В 1999 году принял сан священника в РПЦ. Служил в храмах Ярославля, Москвы, Подмосковья.
Лауреат Филаретовского конкурса христианской поэзии в Интернете (2003).
К 100-летию гибели царской семьи
Проблема Николая II
Кем был для России ее последний государь император? И кто он для нас? Кто и что?
«Проблема Николая II, как и проблема русской монархии вообще, есть главным образом моральная проблема, — пишет Иван Солоневич. — Это не вопрос о “форме правления”, “конституции”, “реакции”, “прогрессе” и всяких таких вещах. Это есть вопрос о самой сущности России. О нашем с вами духовном “я”».
О том же — у Розанова. Через месяц после того, как Керенский по распоряжению ложи объявил Россию республикой, Василий Васильевич записал: «Сижу и плачу, сижу и плачу как о совершенно ненужном и о всем мною написанном... Никогда я не думал, что государь так нужен для меня: но вот его нет — и для меня как нет России. Совершенно нет, и для меня в мечте не нужно всей моей литературной деятельности. Просто я не хочу, чтобы она была. Я не хочу ее для республики, а для царя, царицы, царевича, царевен. Никогда я [не] думал, чтобы “без царя был нужен и народ”: но вот для меня вполне не нужен и народ. Без царя я не могу жить. Посему я думаю, что царь непременно вернется, что без царя не выживет Россия, задохнется. И даже — не нужно, чтобы она была без царя».

____

> [ОБЯЗАТЕЛЬНЫЕ ЗАДАНИЯ]
(1) Перепишите отрезок записей от строки с «the car trunk» до строки с «column 476, row 226» включительно, заменив «trunk lid» на «boot lid». Всё остальное оставьте без изменений.
(2) Как бы вы продолжили текст о Николае II после его последнего предложения?

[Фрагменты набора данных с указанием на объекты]
____

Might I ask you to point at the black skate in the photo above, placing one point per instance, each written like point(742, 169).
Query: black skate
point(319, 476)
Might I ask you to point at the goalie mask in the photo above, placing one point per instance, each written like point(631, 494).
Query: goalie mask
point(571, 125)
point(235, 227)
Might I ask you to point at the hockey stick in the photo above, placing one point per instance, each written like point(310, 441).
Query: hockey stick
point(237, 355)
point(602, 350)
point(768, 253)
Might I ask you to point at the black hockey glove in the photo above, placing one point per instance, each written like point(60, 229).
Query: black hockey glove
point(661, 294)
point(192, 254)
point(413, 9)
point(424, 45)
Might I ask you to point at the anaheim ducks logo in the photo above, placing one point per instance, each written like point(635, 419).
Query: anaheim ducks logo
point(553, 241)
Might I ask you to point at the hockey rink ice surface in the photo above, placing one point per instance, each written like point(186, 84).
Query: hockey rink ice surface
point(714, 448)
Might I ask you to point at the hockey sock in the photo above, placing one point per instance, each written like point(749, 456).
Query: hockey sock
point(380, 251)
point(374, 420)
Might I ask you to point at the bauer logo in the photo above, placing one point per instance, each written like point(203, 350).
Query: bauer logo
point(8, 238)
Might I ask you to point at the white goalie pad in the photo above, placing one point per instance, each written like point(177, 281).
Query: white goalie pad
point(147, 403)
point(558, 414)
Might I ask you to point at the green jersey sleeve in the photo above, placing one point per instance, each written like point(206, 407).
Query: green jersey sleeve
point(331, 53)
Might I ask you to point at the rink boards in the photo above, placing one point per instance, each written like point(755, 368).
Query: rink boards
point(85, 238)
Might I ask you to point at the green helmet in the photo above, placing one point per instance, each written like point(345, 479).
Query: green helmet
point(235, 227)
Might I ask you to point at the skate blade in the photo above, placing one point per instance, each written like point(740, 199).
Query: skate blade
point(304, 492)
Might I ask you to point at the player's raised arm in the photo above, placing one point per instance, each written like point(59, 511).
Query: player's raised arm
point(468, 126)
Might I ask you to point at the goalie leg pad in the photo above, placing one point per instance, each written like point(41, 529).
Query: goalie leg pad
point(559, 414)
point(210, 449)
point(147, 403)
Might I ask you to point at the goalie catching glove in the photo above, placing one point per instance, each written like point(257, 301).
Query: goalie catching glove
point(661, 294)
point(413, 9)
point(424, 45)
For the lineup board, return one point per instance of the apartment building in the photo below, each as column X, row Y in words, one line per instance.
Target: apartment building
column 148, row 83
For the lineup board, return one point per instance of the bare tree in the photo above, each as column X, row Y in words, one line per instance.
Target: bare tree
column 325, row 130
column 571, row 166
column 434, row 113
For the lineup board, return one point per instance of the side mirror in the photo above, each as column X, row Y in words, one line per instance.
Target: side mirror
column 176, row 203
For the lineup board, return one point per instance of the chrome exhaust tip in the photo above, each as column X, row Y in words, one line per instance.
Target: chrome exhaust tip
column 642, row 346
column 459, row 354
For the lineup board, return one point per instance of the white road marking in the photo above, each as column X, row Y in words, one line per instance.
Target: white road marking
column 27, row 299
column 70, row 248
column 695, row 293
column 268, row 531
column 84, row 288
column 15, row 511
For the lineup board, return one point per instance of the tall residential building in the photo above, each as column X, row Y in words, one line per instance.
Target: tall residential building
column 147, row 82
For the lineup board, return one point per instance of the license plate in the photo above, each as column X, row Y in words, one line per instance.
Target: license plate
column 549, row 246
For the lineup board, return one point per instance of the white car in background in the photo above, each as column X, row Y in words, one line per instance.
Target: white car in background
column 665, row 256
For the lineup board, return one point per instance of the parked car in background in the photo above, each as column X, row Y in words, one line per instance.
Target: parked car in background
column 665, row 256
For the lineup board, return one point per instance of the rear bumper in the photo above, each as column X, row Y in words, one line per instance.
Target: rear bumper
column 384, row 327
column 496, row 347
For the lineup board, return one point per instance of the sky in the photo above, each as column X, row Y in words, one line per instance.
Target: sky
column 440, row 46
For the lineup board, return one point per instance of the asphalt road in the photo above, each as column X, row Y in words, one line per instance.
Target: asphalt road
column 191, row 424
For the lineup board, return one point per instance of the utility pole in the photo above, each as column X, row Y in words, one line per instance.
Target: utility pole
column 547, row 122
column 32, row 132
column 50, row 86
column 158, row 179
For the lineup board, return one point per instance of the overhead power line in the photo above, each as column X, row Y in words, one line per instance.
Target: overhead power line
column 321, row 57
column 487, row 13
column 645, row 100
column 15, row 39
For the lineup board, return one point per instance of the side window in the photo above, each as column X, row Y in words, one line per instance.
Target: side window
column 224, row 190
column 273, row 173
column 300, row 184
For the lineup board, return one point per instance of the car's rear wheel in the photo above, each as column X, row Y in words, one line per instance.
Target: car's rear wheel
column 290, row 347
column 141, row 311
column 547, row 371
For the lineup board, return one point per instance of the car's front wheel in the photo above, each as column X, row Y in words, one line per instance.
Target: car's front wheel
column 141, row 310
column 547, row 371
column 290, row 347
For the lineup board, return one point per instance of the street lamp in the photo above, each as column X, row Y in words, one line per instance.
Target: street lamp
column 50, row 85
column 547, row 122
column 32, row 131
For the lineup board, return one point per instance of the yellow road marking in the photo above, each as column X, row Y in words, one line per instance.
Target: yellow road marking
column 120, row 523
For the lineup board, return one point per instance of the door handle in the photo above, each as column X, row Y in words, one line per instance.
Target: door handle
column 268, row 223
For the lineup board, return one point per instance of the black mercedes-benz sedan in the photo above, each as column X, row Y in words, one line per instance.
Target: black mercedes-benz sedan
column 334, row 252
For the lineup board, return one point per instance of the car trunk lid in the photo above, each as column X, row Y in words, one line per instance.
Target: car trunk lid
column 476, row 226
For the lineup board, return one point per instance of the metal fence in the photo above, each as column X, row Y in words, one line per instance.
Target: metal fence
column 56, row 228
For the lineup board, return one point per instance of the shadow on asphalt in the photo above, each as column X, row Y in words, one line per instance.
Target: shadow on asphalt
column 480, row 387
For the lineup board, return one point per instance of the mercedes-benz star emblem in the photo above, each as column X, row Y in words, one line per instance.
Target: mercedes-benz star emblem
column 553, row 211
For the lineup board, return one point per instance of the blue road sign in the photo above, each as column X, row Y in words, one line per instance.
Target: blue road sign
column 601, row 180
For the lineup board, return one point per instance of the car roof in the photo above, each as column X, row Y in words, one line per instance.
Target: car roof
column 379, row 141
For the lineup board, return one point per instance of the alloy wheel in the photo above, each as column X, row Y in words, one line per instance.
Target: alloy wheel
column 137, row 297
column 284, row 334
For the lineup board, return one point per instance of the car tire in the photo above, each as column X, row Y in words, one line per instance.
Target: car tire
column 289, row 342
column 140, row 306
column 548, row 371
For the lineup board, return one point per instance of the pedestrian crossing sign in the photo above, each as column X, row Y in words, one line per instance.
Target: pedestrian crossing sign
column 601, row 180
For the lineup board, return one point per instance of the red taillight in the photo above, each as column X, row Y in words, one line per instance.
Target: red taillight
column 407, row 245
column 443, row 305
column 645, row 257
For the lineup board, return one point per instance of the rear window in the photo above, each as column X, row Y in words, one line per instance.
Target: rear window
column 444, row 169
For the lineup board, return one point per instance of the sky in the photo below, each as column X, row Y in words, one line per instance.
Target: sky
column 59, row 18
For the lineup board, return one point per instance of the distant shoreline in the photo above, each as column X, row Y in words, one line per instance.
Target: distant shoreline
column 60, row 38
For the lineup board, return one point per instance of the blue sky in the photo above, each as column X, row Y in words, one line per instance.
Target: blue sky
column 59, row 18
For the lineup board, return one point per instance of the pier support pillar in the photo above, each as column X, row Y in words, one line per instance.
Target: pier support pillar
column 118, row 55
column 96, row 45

____

> [РЕЗУЛЬТАТЫ]
(1)
For the lineup board, return one point per instance of the car boot lid in the photo above, each as column X, row Y in words, one line per instance.
Target: car boot lid
column 476, row 226

(2)
А вот другая запись — примечание к сказанному: «Эта моя мысль 23–28 (1917) сентября (не помню числа), да будет она истинною и священной».
И эта мысль была истинной и священной не только для Розанова и Солоневича, принадлежавшего, по его признанию, «к числу тех странных и отсталых людей, русских людей, отношение которых к русской монархии точнее всего выражается ненаучным термином: любовь».
Но что такое любовь? «Любовь к Богу и любовь к севрюжине с хреном, совершенно очевидно, обозначают разные вещи», — продолжает одурачивший высокопоставленных чекистов беглец из лагеря и страны лагерей. Любовь к монархии, заметим, связывается с любовью к Богу, но это у него, Солоневича, а возможен и другой подход, замеченный им у монархистов, что «питали и питают к монархии точно такие же чувства, как и к севрюжине: хороша была севрюжина». Самого себя Иван Лукьянович относит к другой категории: к тем полутораста миллионам чудаков, у которых никакой севрюжины не было.
«Мы были самым бедным народом Европы или, точнее, самыми бедными людьми Европы. И в то же время мы были самыми сильными людьми мира и самым сильным народом истории. Мы были бедны потому, что нас раз в лет сто жгли дотла, и мы были сильны потому — и только потому, что моральные соображения у нас всегда перевешивали всякие иные. И если люди в течение одиннадцати веков обломали всех кандидатов в гениальные и гениальнейшие — от обров до немцев и от Батыя до Гитлера, то потому, и только потому, что в России они видели моральную ценность, стоящую выше их жизни».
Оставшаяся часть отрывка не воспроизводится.